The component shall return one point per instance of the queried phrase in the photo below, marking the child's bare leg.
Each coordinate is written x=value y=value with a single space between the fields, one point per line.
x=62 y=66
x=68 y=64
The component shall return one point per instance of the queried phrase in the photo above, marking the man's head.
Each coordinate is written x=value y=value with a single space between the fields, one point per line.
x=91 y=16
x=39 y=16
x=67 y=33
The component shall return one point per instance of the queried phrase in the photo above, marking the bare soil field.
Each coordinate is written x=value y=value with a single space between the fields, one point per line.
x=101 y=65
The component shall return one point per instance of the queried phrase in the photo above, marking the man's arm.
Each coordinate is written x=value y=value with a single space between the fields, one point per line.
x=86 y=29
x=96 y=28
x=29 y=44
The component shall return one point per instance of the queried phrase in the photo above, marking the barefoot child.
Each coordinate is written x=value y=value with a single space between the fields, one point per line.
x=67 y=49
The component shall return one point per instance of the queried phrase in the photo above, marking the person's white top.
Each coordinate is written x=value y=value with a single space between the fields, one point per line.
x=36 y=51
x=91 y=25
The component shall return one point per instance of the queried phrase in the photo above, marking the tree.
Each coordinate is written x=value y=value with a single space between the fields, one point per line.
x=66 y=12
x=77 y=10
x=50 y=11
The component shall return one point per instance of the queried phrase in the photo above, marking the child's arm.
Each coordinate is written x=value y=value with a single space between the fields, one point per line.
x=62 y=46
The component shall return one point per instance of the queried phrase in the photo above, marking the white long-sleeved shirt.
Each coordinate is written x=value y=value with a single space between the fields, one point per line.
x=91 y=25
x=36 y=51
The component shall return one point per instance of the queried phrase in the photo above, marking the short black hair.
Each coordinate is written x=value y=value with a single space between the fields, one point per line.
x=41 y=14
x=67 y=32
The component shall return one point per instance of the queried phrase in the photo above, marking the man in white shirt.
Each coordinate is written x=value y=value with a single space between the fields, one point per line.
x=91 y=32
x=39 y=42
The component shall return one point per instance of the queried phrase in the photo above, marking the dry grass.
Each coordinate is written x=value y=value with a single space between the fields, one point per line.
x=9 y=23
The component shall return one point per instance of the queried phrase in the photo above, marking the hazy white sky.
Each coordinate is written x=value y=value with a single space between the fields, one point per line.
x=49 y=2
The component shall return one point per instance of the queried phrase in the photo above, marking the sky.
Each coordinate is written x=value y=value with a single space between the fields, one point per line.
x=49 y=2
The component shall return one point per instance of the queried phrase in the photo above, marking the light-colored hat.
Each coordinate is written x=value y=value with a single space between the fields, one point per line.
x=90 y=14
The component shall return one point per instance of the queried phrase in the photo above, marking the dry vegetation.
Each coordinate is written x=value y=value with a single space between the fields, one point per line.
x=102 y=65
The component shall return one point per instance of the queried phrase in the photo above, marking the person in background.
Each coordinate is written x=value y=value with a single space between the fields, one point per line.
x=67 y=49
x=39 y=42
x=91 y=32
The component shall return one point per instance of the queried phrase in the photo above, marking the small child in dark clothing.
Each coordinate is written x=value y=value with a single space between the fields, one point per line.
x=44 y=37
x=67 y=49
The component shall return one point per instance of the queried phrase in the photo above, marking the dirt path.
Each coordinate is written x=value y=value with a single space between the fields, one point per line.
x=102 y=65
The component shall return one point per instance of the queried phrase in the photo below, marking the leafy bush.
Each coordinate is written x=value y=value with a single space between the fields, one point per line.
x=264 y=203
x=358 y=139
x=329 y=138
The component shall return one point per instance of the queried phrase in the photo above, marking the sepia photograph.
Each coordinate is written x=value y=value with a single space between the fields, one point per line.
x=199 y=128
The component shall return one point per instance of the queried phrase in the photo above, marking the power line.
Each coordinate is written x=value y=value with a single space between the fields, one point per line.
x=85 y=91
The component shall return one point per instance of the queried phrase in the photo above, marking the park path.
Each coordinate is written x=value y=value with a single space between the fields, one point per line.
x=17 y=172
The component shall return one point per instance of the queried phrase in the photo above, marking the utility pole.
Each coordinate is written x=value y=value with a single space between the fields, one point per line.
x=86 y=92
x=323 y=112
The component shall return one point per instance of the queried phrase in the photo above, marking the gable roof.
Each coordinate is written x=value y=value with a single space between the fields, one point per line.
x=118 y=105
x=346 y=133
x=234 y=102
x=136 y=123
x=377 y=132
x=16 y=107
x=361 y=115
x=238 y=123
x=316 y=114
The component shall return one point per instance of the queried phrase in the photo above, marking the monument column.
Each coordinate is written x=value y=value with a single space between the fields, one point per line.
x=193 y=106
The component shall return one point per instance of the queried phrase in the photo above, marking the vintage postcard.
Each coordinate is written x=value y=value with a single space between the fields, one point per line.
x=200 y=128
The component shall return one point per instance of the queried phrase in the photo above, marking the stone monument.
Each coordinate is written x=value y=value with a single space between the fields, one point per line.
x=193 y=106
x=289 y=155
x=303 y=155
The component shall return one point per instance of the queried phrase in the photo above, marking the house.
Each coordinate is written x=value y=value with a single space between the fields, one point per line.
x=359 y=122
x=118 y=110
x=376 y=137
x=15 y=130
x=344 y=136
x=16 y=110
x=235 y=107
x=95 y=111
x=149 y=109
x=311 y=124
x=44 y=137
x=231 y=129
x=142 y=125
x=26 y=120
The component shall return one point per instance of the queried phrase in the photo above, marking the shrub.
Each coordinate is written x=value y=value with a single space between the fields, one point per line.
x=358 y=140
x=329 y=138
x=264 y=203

---

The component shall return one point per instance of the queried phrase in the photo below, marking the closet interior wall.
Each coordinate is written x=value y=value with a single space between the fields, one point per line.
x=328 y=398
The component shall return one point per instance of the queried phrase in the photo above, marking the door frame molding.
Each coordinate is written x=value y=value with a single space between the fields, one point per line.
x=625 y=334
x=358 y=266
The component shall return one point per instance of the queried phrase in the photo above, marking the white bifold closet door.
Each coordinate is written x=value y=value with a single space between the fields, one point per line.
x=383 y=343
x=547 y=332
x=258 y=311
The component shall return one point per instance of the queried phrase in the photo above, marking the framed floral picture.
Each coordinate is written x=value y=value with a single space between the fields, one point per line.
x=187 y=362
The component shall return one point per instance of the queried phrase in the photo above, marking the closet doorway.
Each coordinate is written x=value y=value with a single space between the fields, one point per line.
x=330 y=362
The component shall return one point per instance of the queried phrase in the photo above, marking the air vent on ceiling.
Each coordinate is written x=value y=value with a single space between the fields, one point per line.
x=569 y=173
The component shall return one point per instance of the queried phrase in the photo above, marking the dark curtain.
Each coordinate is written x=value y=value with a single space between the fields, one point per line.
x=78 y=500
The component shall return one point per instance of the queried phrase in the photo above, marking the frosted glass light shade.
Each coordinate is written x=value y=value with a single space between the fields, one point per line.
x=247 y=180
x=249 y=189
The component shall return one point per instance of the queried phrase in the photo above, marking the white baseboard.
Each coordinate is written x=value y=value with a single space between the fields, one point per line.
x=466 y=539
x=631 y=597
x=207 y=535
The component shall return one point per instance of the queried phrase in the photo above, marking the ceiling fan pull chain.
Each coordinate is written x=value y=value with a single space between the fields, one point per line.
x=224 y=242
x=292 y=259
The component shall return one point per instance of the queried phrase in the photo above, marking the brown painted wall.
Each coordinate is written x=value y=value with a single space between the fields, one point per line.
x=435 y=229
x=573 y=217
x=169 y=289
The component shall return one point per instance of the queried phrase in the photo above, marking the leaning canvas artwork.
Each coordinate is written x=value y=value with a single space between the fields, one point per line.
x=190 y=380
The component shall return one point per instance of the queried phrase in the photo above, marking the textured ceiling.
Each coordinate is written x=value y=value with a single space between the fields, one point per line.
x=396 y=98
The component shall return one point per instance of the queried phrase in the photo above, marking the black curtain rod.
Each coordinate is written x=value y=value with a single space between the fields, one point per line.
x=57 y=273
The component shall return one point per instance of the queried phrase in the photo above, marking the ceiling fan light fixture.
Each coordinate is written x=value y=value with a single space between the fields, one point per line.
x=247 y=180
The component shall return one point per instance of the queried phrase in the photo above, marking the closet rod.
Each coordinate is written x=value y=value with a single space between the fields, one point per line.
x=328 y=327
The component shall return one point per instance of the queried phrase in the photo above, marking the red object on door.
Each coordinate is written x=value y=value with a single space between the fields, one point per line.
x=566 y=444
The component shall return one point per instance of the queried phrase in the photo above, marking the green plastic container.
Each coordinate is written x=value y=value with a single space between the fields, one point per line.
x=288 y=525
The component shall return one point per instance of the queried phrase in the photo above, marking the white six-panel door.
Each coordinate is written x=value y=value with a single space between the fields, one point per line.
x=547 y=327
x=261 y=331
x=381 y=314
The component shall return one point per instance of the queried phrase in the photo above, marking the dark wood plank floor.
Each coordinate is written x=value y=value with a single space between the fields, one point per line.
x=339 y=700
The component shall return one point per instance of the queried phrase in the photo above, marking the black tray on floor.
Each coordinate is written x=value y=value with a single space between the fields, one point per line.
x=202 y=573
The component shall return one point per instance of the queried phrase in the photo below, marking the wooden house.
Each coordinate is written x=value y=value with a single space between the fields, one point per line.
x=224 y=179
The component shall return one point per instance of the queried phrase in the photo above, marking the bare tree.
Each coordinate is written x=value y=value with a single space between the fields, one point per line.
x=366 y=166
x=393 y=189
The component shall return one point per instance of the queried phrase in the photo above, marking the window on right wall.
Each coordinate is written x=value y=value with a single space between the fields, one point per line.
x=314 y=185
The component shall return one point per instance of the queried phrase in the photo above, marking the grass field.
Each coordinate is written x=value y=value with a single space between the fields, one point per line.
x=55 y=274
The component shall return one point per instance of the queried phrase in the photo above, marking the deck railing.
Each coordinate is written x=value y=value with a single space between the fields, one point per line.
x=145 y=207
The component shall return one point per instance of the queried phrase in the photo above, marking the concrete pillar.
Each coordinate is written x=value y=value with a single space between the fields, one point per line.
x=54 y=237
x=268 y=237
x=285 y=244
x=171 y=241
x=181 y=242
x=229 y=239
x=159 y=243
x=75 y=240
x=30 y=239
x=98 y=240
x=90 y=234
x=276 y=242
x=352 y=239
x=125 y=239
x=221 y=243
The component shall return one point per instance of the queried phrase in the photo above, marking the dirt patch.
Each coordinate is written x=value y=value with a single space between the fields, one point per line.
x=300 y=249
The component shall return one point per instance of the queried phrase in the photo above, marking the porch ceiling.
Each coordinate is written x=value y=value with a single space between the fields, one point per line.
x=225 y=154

## Problem statement
For this exercise, please output exactly the lines above starting at the line with "marking the tree." and ending at the line with "the child's arm.", ends included.

## Answer for the task
The component shall return one point per instance of the queried phrase in the photo above, marking the tree.
Each coordinate is written x=value y=value with a single space between the fields, one point per line.
x=66 y=12
x=77 y=10
x=50 y=11
The component shall return one point per instance of the queried phrase in the photo above, marking the child's arm.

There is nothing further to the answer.